**SET PROBLEM:**
Count the lines of the records below that contain the string "lawn", with case counting, and give only the number.

═══ INPUT MATERIAL

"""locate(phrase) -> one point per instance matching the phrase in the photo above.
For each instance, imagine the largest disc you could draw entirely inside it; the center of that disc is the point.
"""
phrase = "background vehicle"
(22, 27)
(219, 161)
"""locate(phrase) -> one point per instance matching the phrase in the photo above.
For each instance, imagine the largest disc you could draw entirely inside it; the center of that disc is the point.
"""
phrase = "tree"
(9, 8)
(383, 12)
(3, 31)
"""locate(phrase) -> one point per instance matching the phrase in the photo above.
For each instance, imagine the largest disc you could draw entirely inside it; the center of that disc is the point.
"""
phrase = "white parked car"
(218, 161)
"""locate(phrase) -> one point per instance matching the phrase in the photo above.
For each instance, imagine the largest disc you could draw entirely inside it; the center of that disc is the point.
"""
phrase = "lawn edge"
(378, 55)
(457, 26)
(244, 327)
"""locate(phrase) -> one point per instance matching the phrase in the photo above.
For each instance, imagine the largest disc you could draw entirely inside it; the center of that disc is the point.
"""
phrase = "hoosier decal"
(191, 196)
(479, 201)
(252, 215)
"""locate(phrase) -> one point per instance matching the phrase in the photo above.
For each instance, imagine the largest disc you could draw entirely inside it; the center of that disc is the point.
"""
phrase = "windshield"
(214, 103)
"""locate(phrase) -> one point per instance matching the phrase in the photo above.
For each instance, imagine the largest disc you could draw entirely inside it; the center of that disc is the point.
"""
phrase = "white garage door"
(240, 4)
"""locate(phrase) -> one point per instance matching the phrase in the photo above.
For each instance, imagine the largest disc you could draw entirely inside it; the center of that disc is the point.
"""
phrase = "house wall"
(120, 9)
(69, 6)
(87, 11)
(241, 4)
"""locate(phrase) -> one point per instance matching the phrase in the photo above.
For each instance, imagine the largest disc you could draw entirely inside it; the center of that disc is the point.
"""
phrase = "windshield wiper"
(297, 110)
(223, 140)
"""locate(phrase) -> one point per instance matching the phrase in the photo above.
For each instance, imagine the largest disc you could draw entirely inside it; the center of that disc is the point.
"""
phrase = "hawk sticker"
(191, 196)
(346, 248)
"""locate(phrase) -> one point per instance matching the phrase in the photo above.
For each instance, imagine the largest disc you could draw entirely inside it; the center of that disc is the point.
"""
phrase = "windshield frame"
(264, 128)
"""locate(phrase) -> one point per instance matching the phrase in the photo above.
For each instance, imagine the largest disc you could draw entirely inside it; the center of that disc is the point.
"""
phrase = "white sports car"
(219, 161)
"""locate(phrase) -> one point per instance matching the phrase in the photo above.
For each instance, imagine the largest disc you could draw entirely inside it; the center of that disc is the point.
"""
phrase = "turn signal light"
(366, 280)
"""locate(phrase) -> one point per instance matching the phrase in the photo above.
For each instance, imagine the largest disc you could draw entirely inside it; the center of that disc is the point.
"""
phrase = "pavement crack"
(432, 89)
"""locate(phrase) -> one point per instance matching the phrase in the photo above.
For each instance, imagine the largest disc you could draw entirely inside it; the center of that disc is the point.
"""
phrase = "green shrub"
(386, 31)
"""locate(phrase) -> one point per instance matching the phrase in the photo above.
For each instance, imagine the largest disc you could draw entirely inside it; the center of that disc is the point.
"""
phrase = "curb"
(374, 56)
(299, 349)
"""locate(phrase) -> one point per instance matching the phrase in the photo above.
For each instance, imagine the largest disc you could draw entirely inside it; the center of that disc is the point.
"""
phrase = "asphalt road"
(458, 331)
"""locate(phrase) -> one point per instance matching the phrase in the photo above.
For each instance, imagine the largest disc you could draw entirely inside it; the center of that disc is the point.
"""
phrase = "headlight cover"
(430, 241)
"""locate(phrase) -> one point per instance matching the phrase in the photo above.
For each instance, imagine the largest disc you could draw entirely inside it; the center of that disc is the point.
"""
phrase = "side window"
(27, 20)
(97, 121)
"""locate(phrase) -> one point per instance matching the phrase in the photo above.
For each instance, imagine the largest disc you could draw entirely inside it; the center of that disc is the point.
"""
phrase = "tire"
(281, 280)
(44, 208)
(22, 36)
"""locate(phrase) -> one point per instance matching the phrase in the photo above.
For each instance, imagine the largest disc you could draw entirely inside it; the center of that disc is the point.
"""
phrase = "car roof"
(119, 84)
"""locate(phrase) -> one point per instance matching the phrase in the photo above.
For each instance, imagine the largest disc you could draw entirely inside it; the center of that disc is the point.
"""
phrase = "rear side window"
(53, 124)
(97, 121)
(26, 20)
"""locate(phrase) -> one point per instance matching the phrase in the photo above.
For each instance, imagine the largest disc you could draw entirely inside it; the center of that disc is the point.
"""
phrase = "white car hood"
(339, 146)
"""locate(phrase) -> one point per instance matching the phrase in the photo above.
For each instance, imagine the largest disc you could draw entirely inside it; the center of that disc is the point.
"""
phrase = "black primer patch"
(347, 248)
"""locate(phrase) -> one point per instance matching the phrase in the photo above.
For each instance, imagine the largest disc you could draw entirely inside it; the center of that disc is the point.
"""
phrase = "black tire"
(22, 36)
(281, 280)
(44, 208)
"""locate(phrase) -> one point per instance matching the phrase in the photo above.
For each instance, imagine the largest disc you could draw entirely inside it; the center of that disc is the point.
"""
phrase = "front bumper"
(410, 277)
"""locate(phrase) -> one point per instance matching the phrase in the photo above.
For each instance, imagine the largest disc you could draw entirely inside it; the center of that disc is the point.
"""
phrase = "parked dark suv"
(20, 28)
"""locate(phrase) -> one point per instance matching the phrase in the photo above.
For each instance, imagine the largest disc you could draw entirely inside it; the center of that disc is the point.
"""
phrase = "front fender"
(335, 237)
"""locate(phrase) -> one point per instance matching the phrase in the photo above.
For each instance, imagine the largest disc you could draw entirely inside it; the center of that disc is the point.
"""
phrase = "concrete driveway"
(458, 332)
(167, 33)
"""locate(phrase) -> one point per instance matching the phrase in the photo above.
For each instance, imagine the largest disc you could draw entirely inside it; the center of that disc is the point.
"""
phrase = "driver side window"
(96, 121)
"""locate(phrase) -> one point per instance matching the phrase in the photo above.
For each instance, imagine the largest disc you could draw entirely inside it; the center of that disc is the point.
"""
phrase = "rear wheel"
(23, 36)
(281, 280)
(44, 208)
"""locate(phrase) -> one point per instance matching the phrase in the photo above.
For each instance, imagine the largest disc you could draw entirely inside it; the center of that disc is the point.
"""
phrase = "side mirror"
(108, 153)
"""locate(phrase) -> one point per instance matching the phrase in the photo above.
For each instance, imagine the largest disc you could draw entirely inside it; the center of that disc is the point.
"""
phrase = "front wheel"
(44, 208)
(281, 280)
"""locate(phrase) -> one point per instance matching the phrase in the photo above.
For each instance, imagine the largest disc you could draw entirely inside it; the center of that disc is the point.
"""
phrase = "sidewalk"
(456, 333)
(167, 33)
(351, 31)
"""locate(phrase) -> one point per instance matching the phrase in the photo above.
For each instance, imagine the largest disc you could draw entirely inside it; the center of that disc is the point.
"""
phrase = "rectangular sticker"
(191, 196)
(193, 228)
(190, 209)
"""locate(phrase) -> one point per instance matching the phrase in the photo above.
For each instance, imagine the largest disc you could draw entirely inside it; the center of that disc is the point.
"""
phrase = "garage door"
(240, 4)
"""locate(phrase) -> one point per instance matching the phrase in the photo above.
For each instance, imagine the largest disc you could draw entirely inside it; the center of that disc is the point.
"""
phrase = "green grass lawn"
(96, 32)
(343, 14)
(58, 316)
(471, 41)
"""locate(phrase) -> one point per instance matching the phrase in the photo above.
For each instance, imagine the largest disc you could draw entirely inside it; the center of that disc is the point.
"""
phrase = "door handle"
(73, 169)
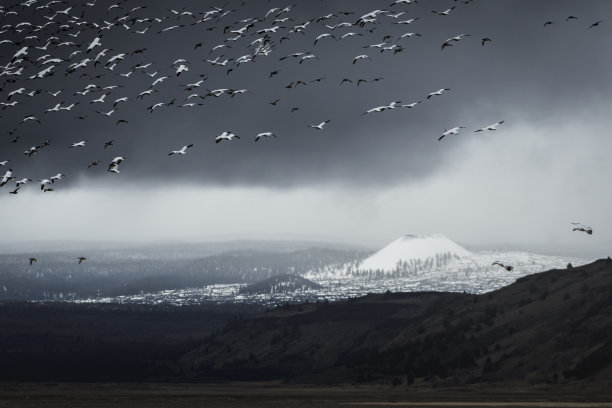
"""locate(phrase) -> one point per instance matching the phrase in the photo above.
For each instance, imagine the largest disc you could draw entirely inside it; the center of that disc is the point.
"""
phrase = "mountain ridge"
(549, 327)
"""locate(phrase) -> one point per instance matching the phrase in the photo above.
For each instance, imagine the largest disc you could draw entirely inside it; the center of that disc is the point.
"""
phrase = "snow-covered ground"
(408, 264)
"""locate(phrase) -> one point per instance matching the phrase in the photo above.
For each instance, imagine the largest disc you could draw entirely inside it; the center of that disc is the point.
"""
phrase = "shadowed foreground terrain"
(547, 328)
(102, 342)
(242, 395)
(540, 342)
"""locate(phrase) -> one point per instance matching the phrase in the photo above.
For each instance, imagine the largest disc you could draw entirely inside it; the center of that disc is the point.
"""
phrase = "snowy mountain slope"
(422, 263)
(410, 249)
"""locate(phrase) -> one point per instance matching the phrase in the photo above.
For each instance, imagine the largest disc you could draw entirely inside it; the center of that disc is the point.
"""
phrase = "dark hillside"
(551, 327)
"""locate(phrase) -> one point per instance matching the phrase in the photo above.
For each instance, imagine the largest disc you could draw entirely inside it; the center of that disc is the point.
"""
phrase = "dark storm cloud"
(526, 73)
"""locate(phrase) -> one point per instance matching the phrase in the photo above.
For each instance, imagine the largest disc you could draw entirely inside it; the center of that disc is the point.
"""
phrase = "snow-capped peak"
(413, 248)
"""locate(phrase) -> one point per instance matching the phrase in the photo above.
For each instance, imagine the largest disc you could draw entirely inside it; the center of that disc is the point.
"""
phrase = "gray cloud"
(543, 166)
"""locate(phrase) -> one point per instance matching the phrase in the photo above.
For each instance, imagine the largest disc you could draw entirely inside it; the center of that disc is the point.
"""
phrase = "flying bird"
(453, 131)
(581, 227)
(438, 92)
(181, 151)
(225, 136)
(596, 24)
(490, 127)
(506, 267)
(264, 134)
(320, 125)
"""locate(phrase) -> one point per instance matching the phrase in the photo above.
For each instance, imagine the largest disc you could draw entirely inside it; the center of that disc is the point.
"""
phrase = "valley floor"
(246, 395)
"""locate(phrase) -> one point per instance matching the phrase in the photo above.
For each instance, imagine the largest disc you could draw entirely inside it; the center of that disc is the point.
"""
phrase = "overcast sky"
(363, 179)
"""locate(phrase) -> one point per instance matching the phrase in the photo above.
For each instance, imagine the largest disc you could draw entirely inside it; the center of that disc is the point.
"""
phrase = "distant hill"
(550, 327)
(280, 284)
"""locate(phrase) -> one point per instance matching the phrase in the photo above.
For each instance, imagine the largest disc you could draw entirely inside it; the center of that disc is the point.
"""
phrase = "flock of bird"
(72, 43)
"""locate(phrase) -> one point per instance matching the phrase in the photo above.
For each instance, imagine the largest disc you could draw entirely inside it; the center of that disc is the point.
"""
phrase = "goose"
(77, 144)
(28, 118)
(411, 105)
(596, 24)
(32, 151)
(69, 107)
(145, 93)
(351, 34)
(456, 38)
(58, 176)
(107, 114)
(7, 177)
(182, 151)
(100, 99)
(408, 35)
(123, 99)
(24, 180)
(409, 21)
(56, 108)
(361, 57)
(581, 227)
(226, 136)
(443, 13)
(44, 183)
(180, 69)
(307, 57)
(324, 35)
(264, 134)
(320, 125)
(453, 131)
(402, 2)
(506, 267)
(96, 42)
(438, 92)
(16, 92)
(490, 127)
(158, 80)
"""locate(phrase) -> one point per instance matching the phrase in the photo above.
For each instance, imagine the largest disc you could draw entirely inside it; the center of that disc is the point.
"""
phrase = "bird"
(596, 24)
(264, 134)
(490, 127)
(443, 13)
(58, 176)
(438, 92)
(78, 144)
(453, 131)
(225, 136)
(506, 267)
(181, 151)
(7, 177)
(361, 57)
(320, 125)
(44, 183)
(581, 227)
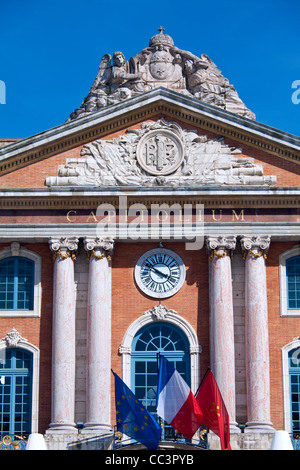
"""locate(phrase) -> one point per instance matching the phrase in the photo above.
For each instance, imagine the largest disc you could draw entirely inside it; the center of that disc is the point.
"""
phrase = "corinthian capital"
(64, 246)
(255, 242)
(216, 244)
(221, 243)
(105, 245)
(256, 245)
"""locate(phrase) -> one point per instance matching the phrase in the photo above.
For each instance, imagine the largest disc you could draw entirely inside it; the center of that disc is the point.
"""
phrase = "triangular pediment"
(149, 105)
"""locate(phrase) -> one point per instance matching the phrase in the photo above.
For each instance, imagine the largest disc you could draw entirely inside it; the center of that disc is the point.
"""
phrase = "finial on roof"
(161, 38)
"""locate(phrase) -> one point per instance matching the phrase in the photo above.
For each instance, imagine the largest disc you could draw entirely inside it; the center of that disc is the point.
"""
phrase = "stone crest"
(161, 64)
(160, 153)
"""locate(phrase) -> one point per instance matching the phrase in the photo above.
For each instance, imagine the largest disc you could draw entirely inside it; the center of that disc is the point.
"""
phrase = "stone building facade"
(161, 207)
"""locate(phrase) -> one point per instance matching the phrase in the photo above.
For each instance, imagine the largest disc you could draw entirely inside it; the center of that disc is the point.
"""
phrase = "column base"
(96, 428)
(63, 428)
(259, 426)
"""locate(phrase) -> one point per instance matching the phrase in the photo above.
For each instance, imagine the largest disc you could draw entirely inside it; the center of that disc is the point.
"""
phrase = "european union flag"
(132, 417)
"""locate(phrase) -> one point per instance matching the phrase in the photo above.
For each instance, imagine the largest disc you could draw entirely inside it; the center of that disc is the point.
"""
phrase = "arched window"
(294, 376)
(16, 366)
(158, 337)
(293, 282)
(16, 283)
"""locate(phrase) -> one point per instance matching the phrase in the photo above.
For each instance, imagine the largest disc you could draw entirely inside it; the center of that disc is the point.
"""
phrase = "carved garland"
(254, 255)
(214, 253)
(64, 256)
(98, 257)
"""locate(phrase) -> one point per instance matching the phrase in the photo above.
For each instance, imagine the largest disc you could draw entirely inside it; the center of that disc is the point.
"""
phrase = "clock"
(160, 273)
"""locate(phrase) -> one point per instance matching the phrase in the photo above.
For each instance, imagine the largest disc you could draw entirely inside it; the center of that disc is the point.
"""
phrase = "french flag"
(176, 403)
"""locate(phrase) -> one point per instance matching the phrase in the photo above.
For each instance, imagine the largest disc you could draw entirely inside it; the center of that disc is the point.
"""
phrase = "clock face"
(160, 273)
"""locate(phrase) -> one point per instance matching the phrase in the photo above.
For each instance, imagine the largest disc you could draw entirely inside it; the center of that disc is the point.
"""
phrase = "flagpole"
(157, 361)
(207, 370)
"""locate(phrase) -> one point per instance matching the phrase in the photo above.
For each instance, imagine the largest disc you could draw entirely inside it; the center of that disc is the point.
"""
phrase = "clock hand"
(159, 272)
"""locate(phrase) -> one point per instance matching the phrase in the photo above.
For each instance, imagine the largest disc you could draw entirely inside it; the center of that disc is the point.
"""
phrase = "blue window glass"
(16, 283)
(164, 338)
(15, 391)
(294, 373)
(293, 282)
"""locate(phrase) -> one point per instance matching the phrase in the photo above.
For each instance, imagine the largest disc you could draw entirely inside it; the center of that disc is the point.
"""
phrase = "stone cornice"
(43, 232)
(148, 105)
(92, 198)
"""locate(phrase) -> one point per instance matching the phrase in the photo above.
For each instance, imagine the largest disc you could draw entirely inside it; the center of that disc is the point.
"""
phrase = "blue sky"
(50, 52)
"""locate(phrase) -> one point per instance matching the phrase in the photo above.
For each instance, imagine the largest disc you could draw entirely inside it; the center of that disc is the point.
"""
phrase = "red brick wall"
(129, 303)
(282, 330)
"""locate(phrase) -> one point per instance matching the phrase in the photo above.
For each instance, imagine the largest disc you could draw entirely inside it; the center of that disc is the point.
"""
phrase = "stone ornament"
(160, 312)
(64, 247)
(13, 338)
(255, 246)
(161, 64)
(104, 245)
(160, 153)
(219, 246)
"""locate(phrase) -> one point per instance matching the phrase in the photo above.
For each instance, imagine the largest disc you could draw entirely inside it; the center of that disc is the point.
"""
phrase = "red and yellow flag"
(215, 415)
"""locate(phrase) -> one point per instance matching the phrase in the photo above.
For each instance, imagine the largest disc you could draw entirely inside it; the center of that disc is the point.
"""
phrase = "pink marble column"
(63, 348)
(222, 356)
(257, 338)
(98, 335)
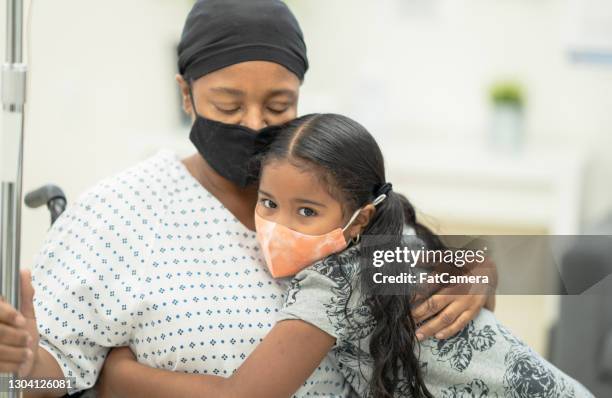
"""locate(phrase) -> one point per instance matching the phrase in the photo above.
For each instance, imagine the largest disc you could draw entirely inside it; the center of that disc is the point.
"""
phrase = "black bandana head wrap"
(220, 33)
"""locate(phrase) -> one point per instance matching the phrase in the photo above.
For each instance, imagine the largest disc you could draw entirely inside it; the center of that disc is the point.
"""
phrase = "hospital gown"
(149, 259)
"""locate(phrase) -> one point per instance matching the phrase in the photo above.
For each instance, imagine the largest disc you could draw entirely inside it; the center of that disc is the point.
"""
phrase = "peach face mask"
(287, 252)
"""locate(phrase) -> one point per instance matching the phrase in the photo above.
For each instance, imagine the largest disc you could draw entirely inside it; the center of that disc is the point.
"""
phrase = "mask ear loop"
(195, 111)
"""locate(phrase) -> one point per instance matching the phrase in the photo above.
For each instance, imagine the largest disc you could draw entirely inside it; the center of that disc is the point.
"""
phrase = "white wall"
(419, 71)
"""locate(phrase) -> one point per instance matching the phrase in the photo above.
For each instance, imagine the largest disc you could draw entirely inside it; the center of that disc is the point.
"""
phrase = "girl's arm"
(277, 367)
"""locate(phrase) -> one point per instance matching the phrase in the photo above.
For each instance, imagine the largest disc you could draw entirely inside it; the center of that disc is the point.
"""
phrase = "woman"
(162, 257)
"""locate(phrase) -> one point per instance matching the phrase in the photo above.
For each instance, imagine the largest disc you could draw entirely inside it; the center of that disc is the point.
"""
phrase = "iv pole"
(11, 161)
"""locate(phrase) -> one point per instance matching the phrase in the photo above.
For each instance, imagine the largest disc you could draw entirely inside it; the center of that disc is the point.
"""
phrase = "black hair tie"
(384, 189)
(382, 192)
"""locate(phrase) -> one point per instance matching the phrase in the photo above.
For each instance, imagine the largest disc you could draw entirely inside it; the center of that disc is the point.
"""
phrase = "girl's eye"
(307, 212)
(268, 203)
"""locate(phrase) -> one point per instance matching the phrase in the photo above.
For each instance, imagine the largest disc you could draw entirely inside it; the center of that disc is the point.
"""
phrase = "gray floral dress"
(483, 360)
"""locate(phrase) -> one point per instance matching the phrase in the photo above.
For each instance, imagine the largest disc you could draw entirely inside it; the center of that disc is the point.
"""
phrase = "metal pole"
(11, 146)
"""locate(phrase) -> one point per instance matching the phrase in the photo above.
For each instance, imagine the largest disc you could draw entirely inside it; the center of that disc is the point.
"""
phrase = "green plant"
(507, 92)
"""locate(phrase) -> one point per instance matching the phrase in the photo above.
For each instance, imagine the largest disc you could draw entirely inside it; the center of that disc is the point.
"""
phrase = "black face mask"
(231, 149)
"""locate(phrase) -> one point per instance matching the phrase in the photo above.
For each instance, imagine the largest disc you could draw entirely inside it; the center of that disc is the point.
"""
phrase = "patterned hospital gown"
(483, 360)
(151, 260)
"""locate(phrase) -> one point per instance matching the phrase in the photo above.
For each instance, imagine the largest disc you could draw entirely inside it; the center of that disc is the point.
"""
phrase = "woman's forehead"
(248, 78)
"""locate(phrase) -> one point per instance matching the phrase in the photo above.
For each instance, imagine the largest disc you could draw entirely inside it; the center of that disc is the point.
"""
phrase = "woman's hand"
(449, 310)
(114, 364)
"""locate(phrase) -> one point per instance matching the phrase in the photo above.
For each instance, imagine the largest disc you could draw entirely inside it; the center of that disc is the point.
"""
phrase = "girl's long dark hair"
(348, 158)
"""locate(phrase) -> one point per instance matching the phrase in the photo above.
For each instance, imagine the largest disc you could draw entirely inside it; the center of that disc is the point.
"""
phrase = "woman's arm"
(277, 367)
(451, 308)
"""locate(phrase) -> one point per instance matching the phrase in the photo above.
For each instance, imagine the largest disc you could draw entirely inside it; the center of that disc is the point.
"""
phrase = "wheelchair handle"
(50, 195)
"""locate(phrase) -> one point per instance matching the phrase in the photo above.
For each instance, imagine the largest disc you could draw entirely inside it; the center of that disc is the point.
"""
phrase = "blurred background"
(495, 116)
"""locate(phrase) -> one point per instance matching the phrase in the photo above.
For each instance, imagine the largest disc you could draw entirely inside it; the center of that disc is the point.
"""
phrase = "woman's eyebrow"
(310, 202)
(286, 92)
(227, 90)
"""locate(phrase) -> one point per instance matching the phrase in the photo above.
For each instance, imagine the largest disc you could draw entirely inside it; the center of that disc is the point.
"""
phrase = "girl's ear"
(361, 221)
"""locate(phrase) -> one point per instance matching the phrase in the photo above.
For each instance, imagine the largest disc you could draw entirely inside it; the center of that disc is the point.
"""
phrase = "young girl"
(322, 187)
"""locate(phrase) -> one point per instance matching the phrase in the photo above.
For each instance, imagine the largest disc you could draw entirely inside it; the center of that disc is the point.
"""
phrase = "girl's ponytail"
(393, 340)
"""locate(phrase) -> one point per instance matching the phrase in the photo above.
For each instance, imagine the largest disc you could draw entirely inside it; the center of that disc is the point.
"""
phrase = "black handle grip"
(50, 195)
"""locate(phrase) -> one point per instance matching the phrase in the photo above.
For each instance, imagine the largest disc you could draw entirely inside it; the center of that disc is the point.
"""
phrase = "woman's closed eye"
(279, 108)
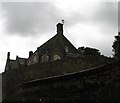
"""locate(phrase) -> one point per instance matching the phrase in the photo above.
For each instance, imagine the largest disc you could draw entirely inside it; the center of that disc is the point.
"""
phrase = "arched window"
(56, 57)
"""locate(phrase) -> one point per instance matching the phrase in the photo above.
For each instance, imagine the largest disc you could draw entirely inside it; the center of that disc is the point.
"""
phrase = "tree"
(116, 46)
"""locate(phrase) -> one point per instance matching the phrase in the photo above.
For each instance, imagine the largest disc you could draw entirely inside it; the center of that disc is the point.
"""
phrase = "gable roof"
(54, 40)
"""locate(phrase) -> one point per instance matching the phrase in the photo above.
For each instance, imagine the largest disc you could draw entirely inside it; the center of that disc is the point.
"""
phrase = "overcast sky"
(26, 25)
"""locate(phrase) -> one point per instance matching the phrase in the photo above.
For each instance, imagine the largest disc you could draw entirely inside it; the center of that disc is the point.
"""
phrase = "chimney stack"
(8, 55)
(59, 28)
(30, 53)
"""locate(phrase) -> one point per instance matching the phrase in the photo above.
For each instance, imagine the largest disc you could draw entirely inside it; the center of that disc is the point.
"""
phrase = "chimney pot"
(59, 28)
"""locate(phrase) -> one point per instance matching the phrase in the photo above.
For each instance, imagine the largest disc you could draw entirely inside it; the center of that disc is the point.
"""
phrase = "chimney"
(8, 55)
(30, 53)
(59, 28)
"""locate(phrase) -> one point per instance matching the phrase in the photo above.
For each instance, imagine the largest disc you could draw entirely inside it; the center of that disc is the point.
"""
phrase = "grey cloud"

══════

**EXERCISE RESULT:**
2